*** DATA EXCERPTS ***

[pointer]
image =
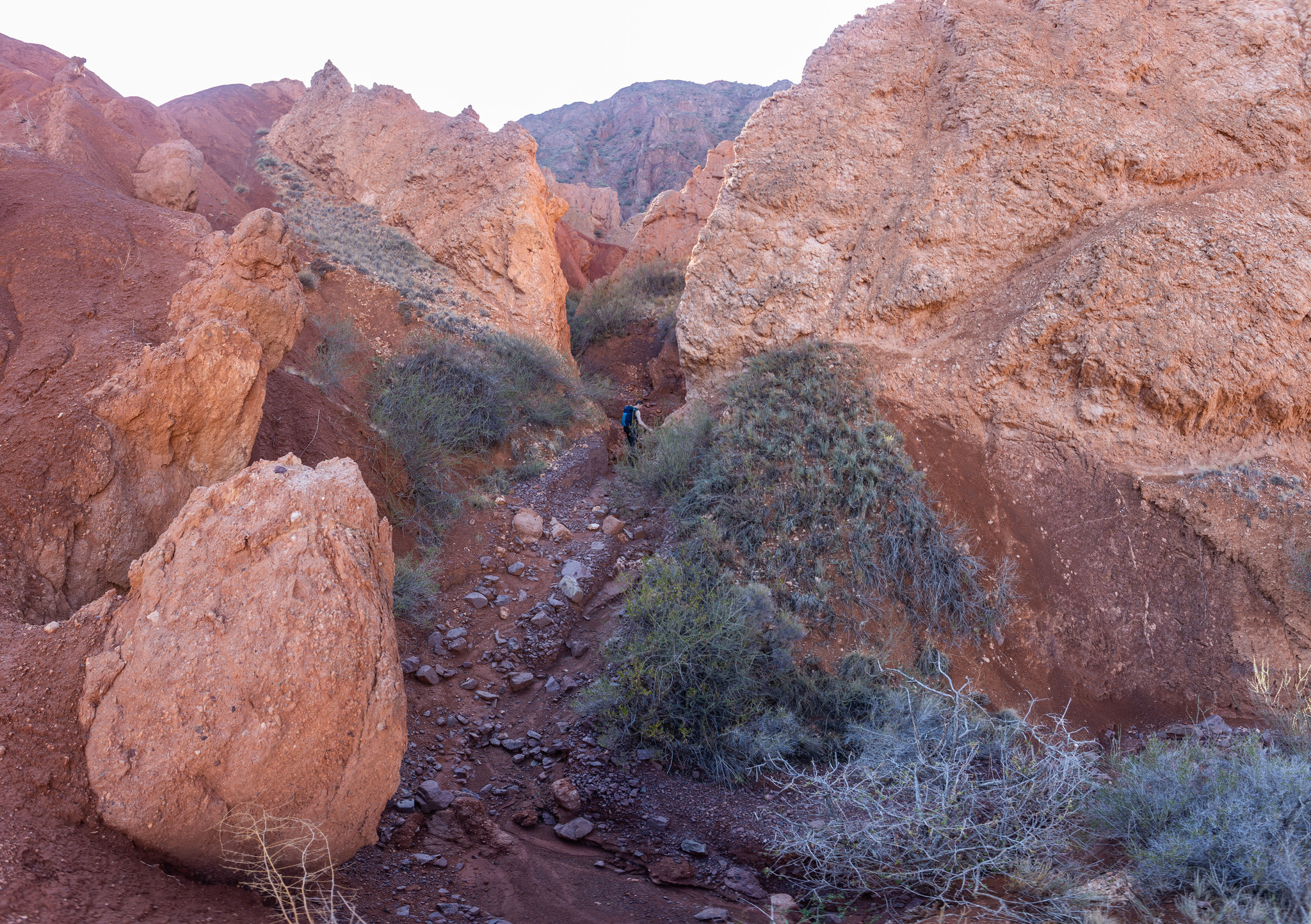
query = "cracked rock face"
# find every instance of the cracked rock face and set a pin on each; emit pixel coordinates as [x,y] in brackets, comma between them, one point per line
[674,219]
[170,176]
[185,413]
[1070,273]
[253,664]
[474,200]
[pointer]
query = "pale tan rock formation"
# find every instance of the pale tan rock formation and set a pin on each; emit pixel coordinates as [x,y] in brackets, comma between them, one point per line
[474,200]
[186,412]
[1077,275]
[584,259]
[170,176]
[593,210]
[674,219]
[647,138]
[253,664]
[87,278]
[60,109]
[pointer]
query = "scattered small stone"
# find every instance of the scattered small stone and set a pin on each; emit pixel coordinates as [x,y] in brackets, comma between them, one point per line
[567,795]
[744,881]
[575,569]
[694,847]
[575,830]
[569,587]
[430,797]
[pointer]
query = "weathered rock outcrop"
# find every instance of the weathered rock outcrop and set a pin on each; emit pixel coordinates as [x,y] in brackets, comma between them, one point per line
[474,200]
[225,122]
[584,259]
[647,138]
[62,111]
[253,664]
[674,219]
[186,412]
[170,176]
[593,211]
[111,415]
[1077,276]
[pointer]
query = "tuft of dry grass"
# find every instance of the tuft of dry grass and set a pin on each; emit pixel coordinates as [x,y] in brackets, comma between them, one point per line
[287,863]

***

- WHAT YOU SHOULD DO:
Recast all of the lines above as a JSON list of strings, with one string for each line and blank lines left out. Leave the pictures out of the answer.

- OUTPUT:
[
  "[pointer]",
  "image =",
  "query = \"cracked rock face\"",
  "# find every instance of the cracked rock face and set a pin on each; emit pixel coordinates as [x,y] in brackets, comma between them, one point per line",
  "[674,219]",
  "[170,176]",
  "[185,413]",
  "[1070,273]",
  "[253,664]",
  "[474,200]",
  "[pointer]",
  "query = \"pale tan rock formation\"",
  "# find every instance of the pale tan rock formation and set a pin on each; emit pixel coordinates as [x,y] in brackets, comma between them, one point per line",
  "[474,200]",
  "[186,412]",
  "[1077,275]",
  "[584,259]",
  "[170,176]",
  "[593,210]",
  "[674,219]",
  "[647,138]",
  "[253,664]",
  "[87,278]",
  "[60,109]",
  "[pointer]",
  "query = \"scattered small stone\"",
  "# find every instance of the scattered small stone and set a pin on each; emit pixel coordinates as [x,y] in brackets, comma between them, one point per line",
  "[567,795]",
  "[744,881]",
  "[575,569]",
  "[694,847]",
  "[575,830]",
  "[569,587]",
  "[430,797]",
  "[pointer]",
  "query = \"weathered rock outcrop\"",
  "# find every instance of the weathered rock outcrop and set a pin on each; emit pixel coordinates as [x,y] in brackets, comma between them, one point per line",
  "[474,200]",
  "[225,122]",
  "[584,259]",
  "[647,138]",
  "[62,111]",
  "[253,664]",
  "[674,219]",
  "[186,412]",
  "[170,176]",
  "[593,211]",
  "[111,415]",
  "[1077,276]",
  "[pointer]",
  "query = \"tuft of dry grass\"",
  "# find every instance of the tuft of dry grass and set a pin on each; emit pixel coordinates as [x,y] in brackets, comma between them, one point per line",
  "[287,863]"
]